_Written request:_ Quote exactly, and only, the lines from the one with "on the grey" through the end of the listing.

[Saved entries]

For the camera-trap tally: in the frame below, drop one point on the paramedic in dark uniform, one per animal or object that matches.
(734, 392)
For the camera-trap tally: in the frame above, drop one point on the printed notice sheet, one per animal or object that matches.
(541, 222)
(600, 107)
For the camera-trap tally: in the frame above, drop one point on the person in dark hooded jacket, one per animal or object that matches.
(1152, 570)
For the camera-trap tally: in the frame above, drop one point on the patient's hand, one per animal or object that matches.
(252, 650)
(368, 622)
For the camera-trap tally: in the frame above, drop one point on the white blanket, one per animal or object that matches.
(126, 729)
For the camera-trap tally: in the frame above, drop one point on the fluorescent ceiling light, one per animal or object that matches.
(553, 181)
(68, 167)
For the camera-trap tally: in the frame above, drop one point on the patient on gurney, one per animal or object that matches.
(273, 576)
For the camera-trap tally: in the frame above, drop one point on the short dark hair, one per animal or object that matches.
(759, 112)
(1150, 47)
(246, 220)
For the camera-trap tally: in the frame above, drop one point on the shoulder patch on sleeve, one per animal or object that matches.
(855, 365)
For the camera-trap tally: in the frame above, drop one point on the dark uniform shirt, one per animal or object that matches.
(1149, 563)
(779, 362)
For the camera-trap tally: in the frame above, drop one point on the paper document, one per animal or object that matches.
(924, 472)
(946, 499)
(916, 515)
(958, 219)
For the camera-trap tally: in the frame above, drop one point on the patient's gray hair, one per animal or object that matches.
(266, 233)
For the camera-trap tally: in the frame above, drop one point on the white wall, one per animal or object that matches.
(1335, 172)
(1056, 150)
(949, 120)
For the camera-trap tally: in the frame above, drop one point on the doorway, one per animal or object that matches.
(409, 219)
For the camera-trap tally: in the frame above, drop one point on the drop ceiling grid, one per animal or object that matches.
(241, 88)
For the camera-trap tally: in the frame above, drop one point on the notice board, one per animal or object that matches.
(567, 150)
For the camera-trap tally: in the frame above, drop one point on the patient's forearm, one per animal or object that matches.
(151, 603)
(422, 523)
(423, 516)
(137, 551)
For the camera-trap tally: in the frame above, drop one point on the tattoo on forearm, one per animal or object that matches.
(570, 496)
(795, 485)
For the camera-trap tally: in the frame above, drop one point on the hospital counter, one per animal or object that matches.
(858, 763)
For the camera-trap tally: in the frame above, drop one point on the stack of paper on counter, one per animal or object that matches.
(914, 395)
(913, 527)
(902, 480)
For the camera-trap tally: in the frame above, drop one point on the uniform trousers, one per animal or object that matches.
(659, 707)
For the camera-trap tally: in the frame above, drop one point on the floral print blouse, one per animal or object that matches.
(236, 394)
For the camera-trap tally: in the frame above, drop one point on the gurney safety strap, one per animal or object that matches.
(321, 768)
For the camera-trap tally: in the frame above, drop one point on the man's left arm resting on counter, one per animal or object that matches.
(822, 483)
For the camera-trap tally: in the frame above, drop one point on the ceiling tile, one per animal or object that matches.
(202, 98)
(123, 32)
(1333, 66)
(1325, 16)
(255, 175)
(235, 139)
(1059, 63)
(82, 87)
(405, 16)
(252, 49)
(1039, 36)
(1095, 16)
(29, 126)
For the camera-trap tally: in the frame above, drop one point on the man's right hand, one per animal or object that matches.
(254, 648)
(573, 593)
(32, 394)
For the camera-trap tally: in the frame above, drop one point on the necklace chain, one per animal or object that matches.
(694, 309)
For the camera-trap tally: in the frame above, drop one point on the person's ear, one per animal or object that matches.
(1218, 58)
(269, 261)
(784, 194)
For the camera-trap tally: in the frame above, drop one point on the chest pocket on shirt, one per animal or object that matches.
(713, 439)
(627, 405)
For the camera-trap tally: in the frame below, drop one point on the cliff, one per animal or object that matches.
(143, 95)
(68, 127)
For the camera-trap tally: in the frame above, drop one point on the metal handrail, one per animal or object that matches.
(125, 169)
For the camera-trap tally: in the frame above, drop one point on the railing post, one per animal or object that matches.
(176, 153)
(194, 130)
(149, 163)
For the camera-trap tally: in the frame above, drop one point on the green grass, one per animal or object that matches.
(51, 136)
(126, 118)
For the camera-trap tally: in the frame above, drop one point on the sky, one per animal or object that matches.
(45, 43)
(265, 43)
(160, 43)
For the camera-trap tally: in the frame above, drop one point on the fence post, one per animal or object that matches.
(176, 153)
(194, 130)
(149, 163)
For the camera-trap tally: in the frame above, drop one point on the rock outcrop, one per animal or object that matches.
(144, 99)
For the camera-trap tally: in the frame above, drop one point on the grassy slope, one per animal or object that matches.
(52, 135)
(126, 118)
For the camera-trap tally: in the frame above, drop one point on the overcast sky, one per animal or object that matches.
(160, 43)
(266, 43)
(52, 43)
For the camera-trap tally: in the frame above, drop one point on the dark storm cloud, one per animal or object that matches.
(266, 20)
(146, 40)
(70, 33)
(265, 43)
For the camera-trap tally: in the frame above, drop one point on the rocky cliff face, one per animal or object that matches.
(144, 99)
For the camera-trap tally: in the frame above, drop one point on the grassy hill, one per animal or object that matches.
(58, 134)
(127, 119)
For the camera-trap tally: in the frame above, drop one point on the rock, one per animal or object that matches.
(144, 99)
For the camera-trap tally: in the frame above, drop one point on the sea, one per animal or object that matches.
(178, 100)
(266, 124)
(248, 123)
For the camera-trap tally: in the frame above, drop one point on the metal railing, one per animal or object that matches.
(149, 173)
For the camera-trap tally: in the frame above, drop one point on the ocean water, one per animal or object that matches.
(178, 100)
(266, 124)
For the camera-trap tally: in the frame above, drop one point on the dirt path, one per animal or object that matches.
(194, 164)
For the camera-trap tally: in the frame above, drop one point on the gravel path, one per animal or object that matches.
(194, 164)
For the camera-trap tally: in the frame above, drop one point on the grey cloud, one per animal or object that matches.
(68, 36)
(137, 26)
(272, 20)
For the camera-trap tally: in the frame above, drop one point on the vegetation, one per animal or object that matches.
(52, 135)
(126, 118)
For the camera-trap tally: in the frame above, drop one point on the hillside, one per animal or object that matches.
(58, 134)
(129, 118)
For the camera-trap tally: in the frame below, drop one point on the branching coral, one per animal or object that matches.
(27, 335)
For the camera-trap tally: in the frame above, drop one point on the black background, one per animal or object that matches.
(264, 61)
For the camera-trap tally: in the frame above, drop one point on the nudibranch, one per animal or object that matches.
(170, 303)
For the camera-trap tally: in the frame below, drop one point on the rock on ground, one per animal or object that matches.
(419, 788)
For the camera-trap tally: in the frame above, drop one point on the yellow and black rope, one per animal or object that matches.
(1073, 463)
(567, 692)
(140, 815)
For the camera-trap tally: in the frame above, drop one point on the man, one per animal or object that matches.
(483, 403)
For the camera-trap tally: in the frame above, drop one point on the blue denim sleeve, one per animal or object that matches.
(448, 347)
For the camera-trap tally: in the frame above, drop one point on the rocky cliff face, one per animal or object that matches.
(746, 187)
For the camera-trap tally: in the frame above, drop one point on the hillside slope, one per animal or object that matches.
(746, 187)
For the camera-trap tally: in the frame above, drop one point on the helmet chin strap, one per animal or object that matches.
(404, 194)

_Task output:_
For the camera-trap tally: in the frame above, drop one point on the grey cloud, one per animal or object that matches.
(68, 36)
(137, 26)
(272, 20)
For the camera-trap tally: in the frame above, drop one point on the vegetation, one per animal or object that matches.
(52, 135)
(126, 118)
For the camera-trap tally: in the frame above, drop one point on the hillside, one per animal or object that matches.
(58, 134)
(129, 118)
For the camera-trap tally: in the frame below, drop one point on the branching coral, one per animal or object that matches.
(27, 335)
For the camera-trap tally: in the frame above, drop one point on the black background, one per animal or object that matches.
(264, 61)
For the camera-trap tally: in the frame above, drop one point on the nudibranch, one per animal or object that matches.
(170, 303)
For the camera-trap tally: in the frame below, drop one point on the rock on ground, one per animal or object that matches.
(419, 788)
For the camera-trap tally: in the frame above, drop one point on the yellow and black rope, one per animal or object that matches.
(1073, 463)
(567, 692)
(140, 815)
For the camera-trap tally: in the frame above, drop one point on the man, one per animal or object that matches.
(483, 403)
For the camera-trap tally: in the frame above, drop one point on the blue denim sleeve, one per animal or object that matches.
(448, 347)
For the camera-trap tally: in the frame above, drop one point on the rocky cliff face, one per animal or object that matches.
(746, 187)
For the camera-trap tally: in the frame above, drop one point on the hillside slope, one per animal or object that matches.
(746, 187)
For the camera-trap tally: in the frame above, drop one point on the helmet chin strap, one per animal or object that matches.
(404, 194)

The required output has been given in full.